- [Prompt] Everything except the pictures should be printed exactly as it appears in the records.

Information provided START

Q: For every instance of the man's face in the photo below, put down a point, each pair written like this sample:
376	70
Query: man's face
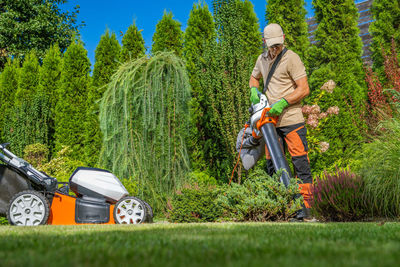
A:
274	50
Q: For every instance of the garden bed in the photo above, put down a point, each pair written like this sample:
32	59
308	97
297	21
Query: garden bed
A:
218	244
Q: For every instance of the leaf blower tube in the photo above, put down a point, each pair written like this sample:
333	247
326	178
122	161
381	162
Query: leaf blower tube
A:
262	122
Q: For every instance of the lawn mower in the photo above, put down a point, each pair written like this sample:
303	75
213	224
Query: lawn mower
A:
92	196
261	127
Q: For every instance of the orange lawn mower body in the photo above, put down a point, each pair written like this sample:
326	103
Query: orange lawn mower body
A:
92	196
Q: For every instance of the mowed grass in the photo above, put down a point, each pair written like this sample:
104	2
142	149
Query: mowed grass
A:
225	244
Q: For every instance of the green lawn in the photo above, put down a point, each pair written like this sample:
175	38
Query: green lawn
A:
227	244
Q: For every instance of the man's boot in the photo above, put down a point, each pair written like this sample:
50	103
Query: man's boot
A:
303	215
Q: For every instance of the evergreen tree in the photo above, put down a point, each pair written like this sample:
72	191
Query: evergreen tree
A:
27	25
337	56
199	32
28	121
49	81
386	25
28	79
224	76
106	56
250	29
168	35
8	87
50	74
132	44
71	106
290	15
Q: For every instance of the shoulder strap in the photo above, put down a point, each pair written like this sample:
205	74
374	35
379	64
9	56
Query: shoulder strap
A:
272	70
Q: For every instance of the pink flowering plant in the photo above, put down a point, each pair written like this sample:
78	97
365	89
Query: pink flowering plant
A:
315	118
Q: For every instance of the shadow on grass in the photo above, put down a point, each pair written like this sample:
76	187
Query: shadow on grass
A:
255	244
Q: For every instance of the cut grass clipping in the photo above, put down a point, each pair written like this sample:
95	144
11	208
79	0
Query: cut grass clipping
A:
243	244
144	121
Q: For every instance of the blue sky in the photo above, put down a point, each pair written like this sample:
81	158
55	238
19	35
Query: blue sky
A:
118	15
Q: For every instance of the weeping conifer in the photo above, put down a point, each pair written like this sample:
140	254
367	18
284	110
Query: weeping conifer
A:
132	44
224	77
71	106
106	56
337	56
199	32
168	35
386	25
291	16
8	87
144	121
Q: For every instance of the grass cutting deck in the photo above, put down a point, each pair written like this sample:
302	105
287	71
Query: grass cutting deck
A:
225	244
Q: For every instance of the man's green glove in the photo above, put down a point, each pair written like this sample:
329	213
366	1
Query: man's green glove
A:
254	95
278	107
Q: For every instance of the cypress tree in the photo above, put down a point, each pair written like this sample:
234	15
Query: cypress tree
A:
224	76
72	98
250	29
168	35
29	119
386	25
337	56
50	74
290	15
49	81
8	87
132	44
106	56
28	79
200	29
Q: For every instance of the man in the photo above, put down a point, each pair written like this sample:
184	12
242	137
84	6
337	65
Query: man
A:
287	87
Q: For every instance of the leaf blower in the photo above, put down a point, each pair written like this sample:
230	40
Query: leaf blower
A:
261	129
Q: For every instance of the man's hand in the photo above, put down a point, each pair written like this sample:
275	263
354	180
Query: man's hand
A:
278	107
254	95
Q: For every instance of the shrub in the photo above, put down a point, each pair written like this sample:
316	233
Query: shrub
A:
338	196
260	198
380	161
194	203
36	154
202	178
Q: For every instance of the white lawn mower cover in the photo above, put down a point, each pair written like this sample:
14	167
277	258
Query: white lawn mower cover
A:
97	183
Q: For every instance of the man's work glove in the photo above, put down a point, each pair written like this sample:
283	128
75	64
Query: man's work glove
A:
254	95
278	107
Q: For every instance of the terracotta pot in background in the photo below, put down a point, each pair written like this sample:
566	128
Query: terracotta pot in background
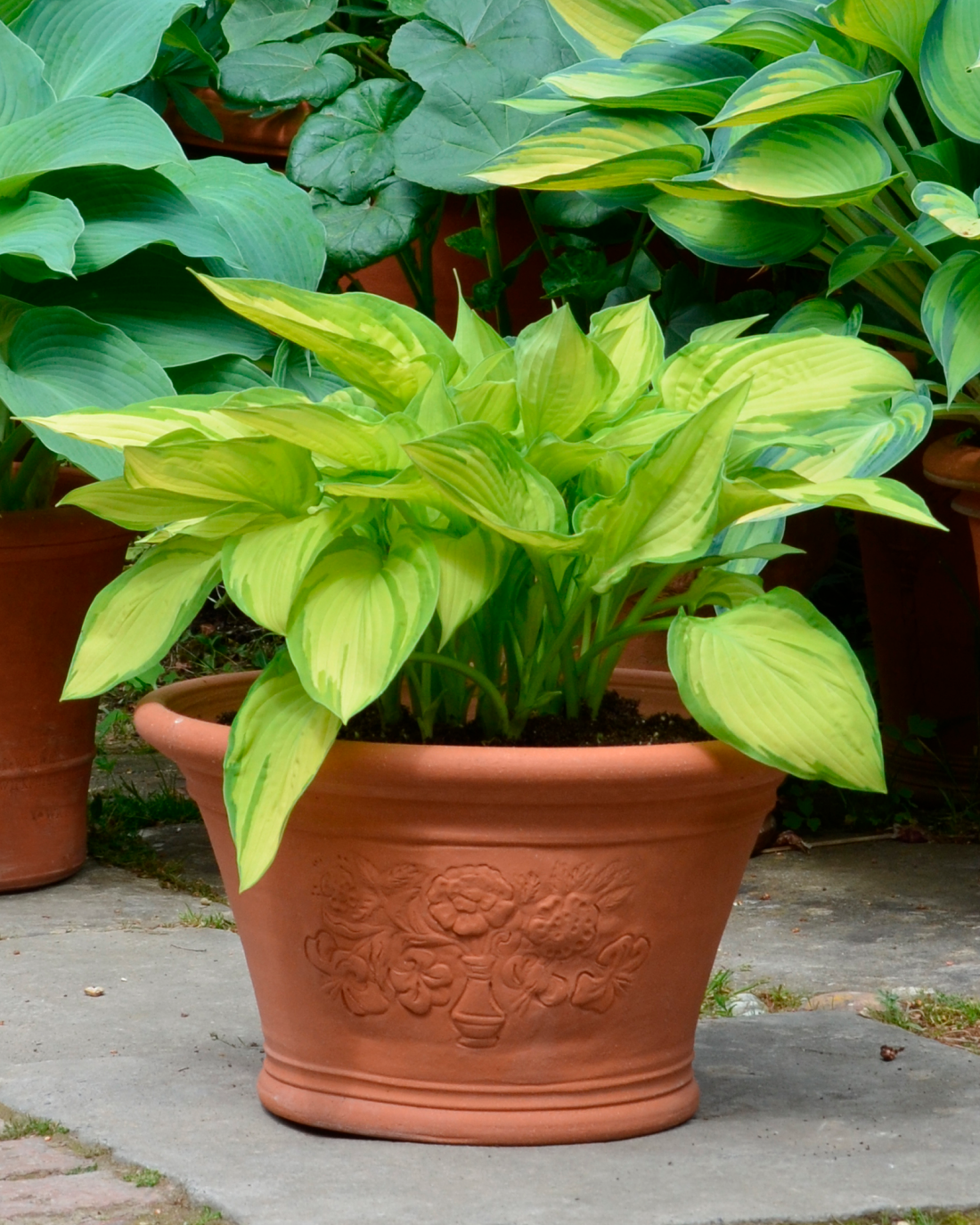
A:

Information provided END

- [Solution]
Q: For every instance of the man's face in the photo below, put down a point, each pair written like this sample:
376	70
Query: man's face
A:
274	50
Q: For every instance of the garden bed in the photo above, put down a point, each pair written like this sample:
32	59
308	97
297	21
Query: garden bed
A:
218	244
Q: For every instance of the leaf blower tube in the photo above, put down a point, each pair written like this sample:
333	247
326	178
122	161
381	162
Query: leaf blower tube
A:
262	122
Q: For every instance of the lawn mower in the photo above, put down a point, each pair written like this sample:
303	75
213	224
Query: lawn mower
A:
92	196
261	127
Q: For every instance of the orange lawn mower body in the photo above, put down a point, each pair written like this sample:
326	103
Query: orange lawn mower body
A:
92	196
Q: For every instance of the mowed grass in the photo above, put down a point, each pair written like this sample:
104	2
142	149
Query: mowed grass
A:
225	244
Q: For every instance of the green lawn in the photo above, put down a point, each pair written like this sample:
175	38
Query: green lawn
A:
227	244
Q: For every instance of the man's boot in the photo above, put down a point, each pair written like this sample:
50	103
Query: man's boot
A:
303	215
Q: For every instance of the evergreen tree in the photo above, put down a point, each pair written like this sample:
72	191
Query: evergreen tree
A:
27	25
337	56
199	32
28	121
49	81
386	25
28	79
224	76
106	56
250	29
168	35
8	87
50	74
132	44
71	106
290	15
Q: For every instance of the shoulder strap in the photo above, put down a point, each pair written like this sample:
205	74
374	35
379	64
9	56
Query: shoulder strap
A:
272	70
Q: For every instance of the pink flowering plant in the photo above, put down a point, each pair written like this sample:
78	97
365	89
Query: pink flowering plant
A:
315	118
Q: For every instance of the shadow on grass in the photo above, put down a point, each pair written like this sample:
76	187
Query: shadow on grass
A:
255	244
Q: For every instance of the cut grass clipping in the photo above, put down a point, each pair written like this sample:
95	144
11	208
79	0
Query: cut grass clipping
A:
243	244
144	121
Q: For every instance of the blue sky in the photo above, put down a point, each pair written like this sample:
81	158
55	238
19	35
Query: blue sky
A:
118	15
Q: For every instance of the weeping conifer in the photo above, put down a point, each pair written like this sample:
140	254
367	18
284	110
Query: weeping conifer
A:
132	44
224	77
71	106
106	56
337	56
199	32
168	35
386	25
291	16
8	87
144	121
Q: For every instance of the grass cutting deck in the photo above, put down a point, each pair written like this sample:
302	105
287	71
Query: grass cutting deck
A:
225	244
Q: For every instance of the man's green glove in the photo above, put down a point, each pair written like this sample:
329	213
366	1
Query: man's green glove
A:
254	95
278	107
Q: For every instance of the cypress tree in the photo above, put down a point, each pair written like this sample:
234	15
Query: cypress tree
A:
224	76
72	98
250	29
168	35
29	119
386	25
337	56
50	74
290	15
49	81
8	87
132	44
106	56
28	79
200	29
Q: For every instance of the man in the photo above, put down a point, each pair written like this sample:
184	12
242	137
84	6
337	65
Query: man
A:
287	87
Q: For every instance of the leaf blower in the photo above, put down a point, each pair written like this sample:
230	40
Query: leaf blower
A:
261	129
Q: For every instance of the man's hand in the photo above, put down a point, each pair written like this sample:
275	263
354	180
Query: man's hand
A:
278	107
254	95
Q: For every instance of the shrub in the photo above, put down a point, each pair written like this sample:
316	233
Query: shrub
A:
338	196
260	198
380	161
194	203
36	154
202	178
Q: For every instance of the white lawn mower cover in the photo above, put down a point, each pair written like this sample:
14	167
277	258
Query: white lawn mower cover
A:
97	183
Q: For every instance of the man's work glove in the photo above, put down a point, each pair written like this sample:
283	128
75	64
Query: man's work glove
A:
254	95
278	107
Q: For every instance of the terracotta pot in background in the photo below, put down a point, each pair written like this sample:
566	128
Query: terracotta pot in background
A:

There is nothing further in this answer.